Meteorological history
- Date: March - June 2022

Overall effects
- Fatalities: 90
- Areas affected: India, Pakistan

= 2022 India–Pakistan heat wave =

2022 heat wave in India and Pakistan

The 2022 India–Pakistan heat wave was an extreme weather event which resulted in the hottest March in the subcontinent since 1901. The hot season arrived unusually early in the year and extended into April, affecting a large part of India's northwest and Pakistan. The heatwave was combined with a drought, with only a quarter to a third of the normal rainfall. It occurred during a La Niña event, in which heat records are generally less likely.

Several cities across India had high temperatures over 42.8 C, with Wardha rising to 45 C. In Pakistan, the city of Nawabshah recorded a high temperature of 49.5 C and Jacobabad and Sibi both reached 47 C. Pakistan's Minister of Climate Change Sherry Rehman described it as a "spring-less year".

==Severity and significance==
The heat wave broke records for temperature highs in Pakistan and Bangladesh India. The wave has also received attention due to its length.

== Impacts ==

=== Death Toll ===

Estimates have the death toll of the heatwave at around 90 across India and Pakistan, due to the heat itself as well as the poor harvest and a Glacial Lake Outburst Flood.

=== Impact on agriculture ===
During the 2022 food crises, India began taking steps to export more rice and wheat, in part to fill the gaps created by the Russian invasion of Ukraine. However, the heatwave caused increasing local prices and lower supply, issues also exacerbated by the war increasing fertilizer prices. The heatwave occurred mostly during the final weeks of the wheat growing season, killing the plants shortly before harvest.

The heatwave significantly impacted agriculture in India. At the same time early rainfall in India was 71% lower than the norm. In Punjab, the main crop producer in India, 15% of the harvest was lost and in some regions even 30%.
The heatwave caused a reverse in policy by Indian government, from trying to import to address the crises, to halting exports.

The heatwave has also severely impacted peach and apple harvests in Balochistan.

=== Nature and the environment ===
The heatwave has resulted in birds falling from the sky in Gujarat.

===Bridge collapse===
The Hassanabad Bridge in Hunza Valley, Pakistan collapsed after a glacial lake released large amounts of water into a stream caused by the heatwave.

=== Electricity shortages ===

India faced its worst electricity shortage in more than six years, and demand due to the heat wave strained the electric grid in the country. Scorching temperatures forced early closures of schools and sent people indoors. Rajasthan, Gujarat, and Andhra Pradesh all reduced power allocated to industry due to an increase in power consumption dedicated to cooling.

The high power demand increased demand for coal in India, which is the main source of electricity generation in the country. The state-run enterprise Coal India increased its output by 27%. Indian Railways had to cancel hundreds of passenger trains as an emergency measure to prioritize hauling coal to coal power plants to avoid blackouts. The state also requested that electricity providers imported some 19 million tonnes of coal before the end of June.

On Friday, 29 April 2022, demand for electricity reached 207 gigawatts, an all-time high in India, representing an increase of two gigawatts of demand over the previous day.

==Causes==

A real-time extreme event attribution study by the World Weather Attribution project showed that the heat wave was made 30 times more likely due to climate change.

The occurrence of the heatwave was consistent with underlying climate change in Pakistan and in India. Indian scientists said that the major proximate cause was "weak western disturbances – storms originating in the Mediterranean region – which meant little pre-monsoon rainfall in north-western and central India".

** Provided material **
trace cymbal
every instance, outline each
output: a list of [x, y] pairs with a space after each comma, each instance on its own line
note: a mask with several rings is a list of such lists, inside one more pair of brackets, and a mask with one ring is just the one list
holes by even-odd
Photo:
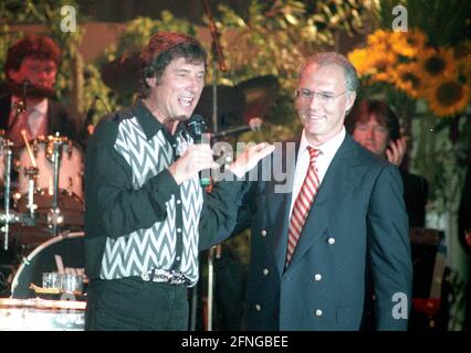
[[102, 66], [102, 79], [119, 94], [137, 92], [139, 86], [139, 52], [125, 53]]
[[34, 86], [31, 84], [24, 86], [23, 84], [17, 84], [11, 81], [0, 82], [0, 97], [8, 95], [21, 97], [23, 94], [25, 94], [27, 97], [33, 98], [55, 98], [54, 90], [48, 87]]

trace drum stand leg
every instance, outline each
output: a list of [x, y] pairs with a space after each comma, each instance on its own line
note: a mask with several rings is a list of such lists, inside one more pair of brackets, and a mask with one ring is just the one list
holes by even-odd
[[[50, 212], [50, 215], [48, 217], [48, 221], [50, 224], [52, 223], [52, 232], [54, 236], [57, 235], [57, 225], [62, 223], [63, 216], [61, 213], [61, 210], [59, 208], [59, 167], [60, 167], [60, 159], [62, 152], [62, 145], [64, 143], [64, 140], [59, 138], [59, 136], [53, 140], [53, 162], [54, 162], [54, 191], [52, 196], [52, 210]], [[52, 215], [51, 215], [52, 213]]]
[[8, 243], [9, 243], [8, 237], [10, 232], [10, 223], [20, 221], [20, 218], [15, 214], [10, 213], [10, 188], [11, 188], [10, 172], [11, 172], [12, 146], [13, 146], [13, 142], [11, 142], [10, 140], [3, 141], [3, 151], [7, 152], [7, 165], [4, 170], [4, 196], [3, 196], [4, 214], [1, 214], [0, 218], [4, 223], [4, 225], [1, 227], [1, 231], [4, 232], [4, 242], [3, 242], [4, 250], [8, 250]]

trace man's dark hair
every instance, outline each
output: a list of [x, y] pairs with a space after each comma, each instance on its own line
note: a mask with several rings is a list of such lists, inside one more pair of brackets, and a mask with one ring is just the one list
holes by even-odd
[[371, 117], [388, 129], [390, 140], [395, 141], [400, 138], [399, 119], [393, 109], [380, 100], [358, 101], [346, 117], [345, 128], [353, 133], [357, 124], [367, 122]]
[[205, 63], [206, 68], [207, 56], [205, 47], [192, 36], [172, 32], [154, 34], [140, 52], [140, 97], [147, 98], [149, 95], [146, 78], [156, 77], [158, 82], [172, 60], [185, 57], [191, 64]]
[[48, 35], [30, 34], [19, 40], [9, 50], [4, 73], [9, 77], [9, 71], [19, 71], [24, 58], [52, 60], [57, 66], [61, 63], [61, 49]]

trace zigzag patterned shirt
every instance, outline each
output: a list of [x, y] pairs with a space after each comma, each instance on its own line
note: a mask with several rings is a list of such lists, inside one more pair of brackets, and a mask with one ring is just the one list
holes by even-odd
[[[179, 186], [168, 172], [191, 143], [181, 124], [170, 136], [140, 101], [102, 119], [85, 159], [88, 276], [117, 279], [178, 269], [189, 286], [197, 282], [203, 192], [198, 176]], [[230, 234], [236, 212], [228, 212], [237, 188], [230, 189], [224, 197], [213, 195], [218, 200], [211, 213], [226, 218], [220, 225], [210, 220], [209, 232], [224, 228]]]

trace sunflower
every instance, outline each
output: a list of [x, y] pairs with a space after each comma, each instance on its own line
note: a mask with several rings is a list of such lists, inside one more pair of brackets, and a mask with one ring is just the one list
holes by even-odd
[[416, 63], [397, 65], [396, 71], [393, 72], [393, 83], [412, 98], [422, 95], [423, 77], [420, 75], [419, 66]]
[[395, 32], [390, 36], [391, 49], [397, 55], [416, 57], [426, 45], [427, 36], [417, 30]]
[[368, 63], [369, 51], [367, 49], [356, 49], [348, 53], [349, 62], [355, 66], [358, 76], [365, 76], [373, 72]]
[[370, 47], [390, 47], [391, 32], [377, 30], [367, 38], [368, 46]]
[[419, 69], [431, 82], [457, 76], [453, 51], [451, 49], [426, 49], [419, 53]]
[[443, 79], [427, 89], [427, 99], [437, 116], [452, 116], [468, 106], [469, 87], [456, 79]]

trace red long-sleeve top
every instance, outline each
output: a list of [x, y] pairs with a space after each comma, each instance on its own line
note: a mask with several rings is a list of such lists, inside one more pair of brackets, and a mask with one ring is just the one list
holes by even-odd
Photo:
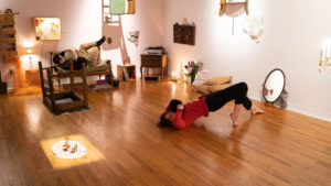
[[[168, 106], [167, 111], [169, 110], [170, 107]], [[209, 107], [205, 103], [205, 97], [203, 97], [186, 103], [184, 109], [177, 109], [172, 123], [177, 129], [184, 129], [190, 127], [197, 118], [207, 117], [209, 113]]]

** Things to do **
**1.** Transcribe the part of the heat wave text that opens with the words containing "Several cities across" and closes with "Lake Outburst Flood.".
**2.** According to the heat wave text, by what percentage did Coal India increase its output?
Answer from the heat wave text only, not from the data.

** Responses by task **
**1.**
Several cities across India had high temperatures over 42.8 C, with Wardha rising to 45 C. In Pakistan, the city of Nawabshah recorded a high temperature of 49.5 C and Jacobabad and Sibi both reached 47 C. Pakistan's Minister of Climate Change Sherry Rehman described it as a "spring-less year".

==Severity and significance==
The heat wave broke records for temperature highs in Pakistan and Bangladesh India. The wave has also received attention due to its length.

== Impacts ==

=== Death Toll ===

Estimates have the death toll of the heatwave at around 90 across India and Pakistan, due to the heat itself as well as the poor harvest and a Glacial Lake Outburst Flood.

**2.** By 27%.